- **Direction**: Update the passage of the page on VACUUM and ANALYZE problems starting at "FREEZE Cost" and ending at "are already frozen.", writing it out again with "data pages" changed to "heap pages".

- **Selected extract**:
This page is here to collect all of the problems, and possible solutions, for the reasons VACUUM and ANALYZE are still a headache. Issues around PostgreSQL's use of statistics, while substantial, are specifically excluded from this page in order to manage the scope of work.

VACUUM & Autovacuum

FREEZE

FREEZE Cost

Problem: thanks to the visibility map and other optimizations, data pages which are infrequently (or never) updated or deleted from will not be vacuum frozen until they reach autovacuum_max_freeze_age. This causes a huge resource hit on the database server as the entire table, which might not be in cache, is read and re-written.

Possible Solutions and Mitigations:

FREEZE rescanning

Problem: vacuum currently has no knowledge of which data pages may already have all rows frozen. This means that the entire relation must be rescanned each time freeze runs, even if the vast majority of tuples are already frozen.

FREEZE WAL volume

Problem: when a tuple is frozen, the entire tuple is WAL-logged (possibly causing a full-page write), even though the tuple may have seen no activity for a long time. The large volume of WAL which can be generated can overwhelm write caches, causing latency spkes, and can cause gluts in WAL-based replication streams, leading to confusing short term lag increases.

FREEZE base backup impact

When a technique (such as rsync) is used to transmit only changed relation files, or changed portions of relation files, over a slow communicatioins path, data is sent an extra time after a FREEZE. This potentially doubles the bandwidth required to support capture of a base backup.

CLOG contention

Until transactions covered by a CLOG segment are known to be frozen, the segment cannot be freed. With enough segments active, contention for CLOG cache space can become a performance bottleneck.

Visibility Vacuuming and Index-Only Scan

Problem: As of 9.2, there's a significant benefit to adding pages to the Visibility Map so that index-only scan is enabled. However, this only gets done for pages which were being vacuumed anyway, so pages with no updates or deletes on them don't get set allvisible unless the user calls a manual VACUUM. This makes index-only scan a lot less useful than it could be.

Batch Processing

Problem: Autovacuum does not work well for workloads which involve a lot of batch processing. Autovacuum tends to kick in in the middle of the batch (assuming it's not a single transaction), and/or to not notice when a batch is finished. As a result, users with batch-load databases currently turn off autovacuum and have to do manual vacuuming.

Autovacuuming and Server Load

Problem: Autovacuum currently has no information on the current server "load". As a result, it tends to kick in at peak load times (since that's when the most rows a changing), making bottlenecking worse on user applications. It is also unable to take advantage of low traffic periods to get caught up on a long pending queue.

Long-Running Transactions

Problem: Users accidentally leave transactions open for hours or days, which prevents autovacuum from vacuuming the tables touched by the open transaction. When the transaction is closed, it's often after bloat has occurred. It also prevents marking XIDs as all-visible and shortening HOT chains.

Difficult Tuning, No Visibility

Problem: tuning autovacuum's behavior is arcane and poorly understood, and there's not good statistics to check if your tuning actually improved things. Setting autovacuum tuning for specific tables is even more problematic, especially since it requires an ACCESS EXCLUSIVE lock on the tables themselves to tweak.

(Items that point to named objects)
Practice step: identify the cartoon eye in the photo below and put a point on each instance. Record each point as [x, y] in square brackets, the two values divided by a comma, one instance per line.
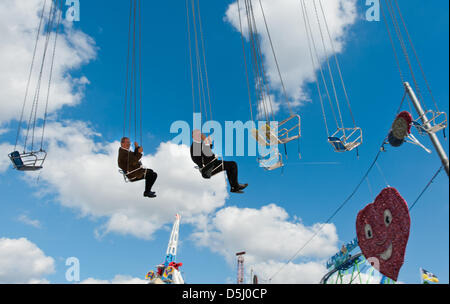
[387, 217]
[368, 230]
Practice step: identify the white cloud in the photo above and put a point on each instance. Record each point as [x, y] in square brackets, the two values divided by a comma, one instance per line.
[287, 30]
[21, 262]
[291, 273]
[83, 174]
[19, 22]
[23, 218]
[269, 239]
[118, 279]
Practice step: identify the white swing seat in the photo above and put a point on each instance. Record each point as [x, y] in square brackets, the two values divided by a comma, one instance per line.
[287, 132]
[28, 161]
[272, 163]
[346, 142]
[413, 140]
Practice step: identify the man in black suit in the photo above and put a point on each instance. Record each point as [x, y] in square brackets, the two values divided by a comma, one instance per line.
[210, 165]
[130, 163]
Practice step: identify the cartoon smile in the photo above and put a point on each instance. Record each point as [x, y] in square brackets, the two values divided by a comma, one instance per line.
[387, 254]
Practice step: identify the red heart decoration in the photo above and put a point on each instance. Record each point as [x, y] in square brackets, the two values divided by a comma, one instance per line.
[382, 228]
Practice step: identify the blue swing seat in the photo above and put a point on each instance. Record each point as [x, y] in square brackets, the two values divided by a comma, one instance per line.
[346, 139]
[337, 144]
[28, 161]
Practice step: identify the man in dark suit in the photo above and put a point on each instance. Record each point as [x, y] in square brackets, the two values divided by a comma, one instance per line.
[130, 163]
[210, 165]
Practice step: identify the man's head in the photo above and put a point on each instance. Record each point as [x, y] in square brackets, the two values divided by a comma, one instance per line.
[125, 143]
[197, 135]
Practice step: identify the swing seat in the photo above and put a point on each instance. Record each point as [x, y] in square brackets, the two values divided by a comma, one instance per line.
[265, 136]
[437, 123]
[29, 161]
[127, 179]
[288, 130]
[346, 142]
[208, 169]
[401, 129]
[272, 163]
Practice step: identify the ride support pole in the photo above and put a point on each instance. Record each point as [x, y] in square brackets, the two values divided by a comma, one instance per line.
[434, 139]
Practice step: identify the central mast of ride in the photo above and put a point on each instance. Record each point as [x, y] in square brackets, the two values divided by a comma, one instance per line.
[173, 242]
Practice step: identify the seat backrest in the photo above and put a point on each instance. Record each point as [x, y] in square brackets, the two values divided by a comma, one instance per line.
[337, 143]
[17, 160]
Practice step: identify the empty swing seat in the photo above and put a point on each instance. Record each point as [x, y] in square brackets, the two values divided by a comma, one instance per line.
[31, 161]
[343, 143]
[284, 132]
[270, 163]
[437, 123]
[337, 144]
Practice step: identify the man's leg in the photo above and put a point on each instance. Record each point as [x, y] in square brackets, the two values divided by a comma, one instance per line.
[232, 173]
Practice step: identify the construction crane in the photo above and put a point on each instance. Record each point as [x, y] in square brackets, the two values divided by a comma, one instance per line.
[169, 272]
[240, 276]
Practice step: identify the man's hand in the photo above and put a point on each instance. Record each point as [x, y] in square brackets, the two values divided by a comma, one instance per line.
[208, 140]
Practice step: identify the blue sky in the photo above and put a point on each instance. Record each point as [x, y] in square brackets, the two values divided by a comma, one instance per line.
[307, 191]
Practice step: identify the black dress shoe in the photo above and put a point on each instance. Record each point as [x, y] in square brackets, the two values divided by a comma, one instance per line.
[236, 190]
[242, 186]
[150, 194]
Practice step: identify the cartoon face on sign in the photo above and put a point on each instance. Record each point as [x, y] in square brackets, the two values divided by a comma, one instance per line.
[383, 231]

...

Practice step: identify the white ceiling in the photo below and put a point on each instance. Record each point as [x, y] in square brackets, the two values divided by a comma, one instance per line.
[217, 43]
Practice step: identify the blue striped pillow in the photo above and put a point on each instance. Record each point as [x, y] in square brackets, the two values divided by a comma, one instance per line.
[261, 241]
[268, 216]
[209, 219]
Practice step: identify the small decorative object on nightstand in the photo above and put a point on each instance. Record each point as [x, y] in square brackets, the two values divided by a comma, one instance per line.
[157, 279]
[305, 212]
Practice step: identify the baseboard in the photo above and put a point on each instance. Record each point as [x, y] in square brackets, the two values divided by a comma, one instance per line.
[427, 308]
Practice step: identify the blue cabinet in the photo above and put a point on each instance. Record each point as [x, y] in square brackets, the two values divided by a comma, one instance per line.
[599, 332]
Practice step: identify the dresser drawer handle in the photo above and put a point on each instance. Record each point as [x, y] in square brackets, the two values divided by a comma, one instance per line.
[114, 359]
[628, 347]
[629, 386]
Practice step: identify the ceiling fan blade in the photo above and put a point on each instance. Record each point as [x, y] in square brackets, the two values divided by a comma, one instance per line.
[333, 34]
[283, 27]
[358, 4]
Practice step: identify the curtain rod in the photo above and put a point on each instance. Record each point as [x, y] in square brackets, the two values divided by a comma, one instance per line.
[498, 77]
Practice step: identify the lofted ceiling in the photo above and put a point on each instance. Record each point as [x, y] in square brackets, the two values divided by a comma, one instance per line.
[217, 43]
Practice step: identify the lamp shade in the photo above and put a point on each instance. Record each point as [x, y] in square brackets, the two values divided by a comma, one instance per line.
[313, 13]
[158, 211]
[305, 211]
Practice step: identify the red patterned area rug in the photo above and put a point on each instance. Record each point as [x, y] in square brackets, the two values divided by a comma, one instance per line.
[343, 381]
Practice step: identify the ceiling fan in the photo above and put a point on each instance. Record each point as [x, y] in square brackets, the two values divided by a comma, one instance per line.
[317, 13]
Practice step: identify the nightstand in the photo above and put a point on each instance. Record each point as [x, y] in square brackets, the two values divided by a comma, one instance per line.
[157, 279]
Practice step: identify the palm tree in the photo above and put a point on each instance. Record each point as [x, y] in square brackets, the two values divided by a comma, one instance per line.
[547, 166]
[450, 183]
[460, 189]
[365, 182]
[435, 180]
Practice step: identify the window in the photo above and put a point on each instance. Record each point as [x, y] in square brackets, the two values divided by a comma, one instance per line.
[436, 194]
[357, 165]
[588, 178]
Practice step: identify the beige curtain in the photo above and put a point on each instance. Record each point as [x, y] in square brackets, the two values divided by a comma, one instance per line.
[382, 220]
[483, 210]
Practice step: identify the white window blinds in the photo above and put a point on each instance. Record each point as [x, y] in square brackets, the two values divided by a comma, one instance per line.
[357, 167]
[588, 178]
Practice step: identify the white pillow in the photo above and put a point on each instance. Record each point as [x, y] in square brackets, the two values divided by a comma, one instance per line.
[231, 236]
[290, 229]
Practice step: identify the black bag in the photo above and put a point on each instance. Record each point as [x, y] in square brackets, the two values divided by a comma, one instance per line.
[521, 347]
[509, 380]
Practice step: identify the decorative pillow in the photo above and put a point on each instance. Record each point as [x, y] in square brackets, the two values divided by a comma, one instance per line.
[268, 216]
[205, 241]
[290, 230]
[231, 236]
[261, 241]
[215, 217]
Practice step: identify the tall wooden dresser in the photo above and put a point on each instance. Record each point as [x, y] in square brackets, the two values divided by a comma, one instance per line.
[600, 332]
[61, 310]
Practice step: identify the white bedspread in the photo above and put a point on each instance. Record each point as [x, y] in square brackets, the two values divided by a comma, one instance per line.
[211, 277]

- **Written answer**:
FREEZE Cost

Problem: thanks to the visibility map and other optimizations, heap pages which are infrequently (or never) updated or deleted from will not be vacuum frozen until they reach autovacuum_max_freeze_age. This causes a huge resource hit on the database server as the entire table, which might not be in cache, is read and re-written.

Possible Solutions and Mitigations:

FREEZE rescanning

Problem: vacuum currently has no knowledge of which heap pages may already have all rows frozen. This means that the entire relation must be rescanned each time freeze runs, even if the vast majority of tuples are already frozen.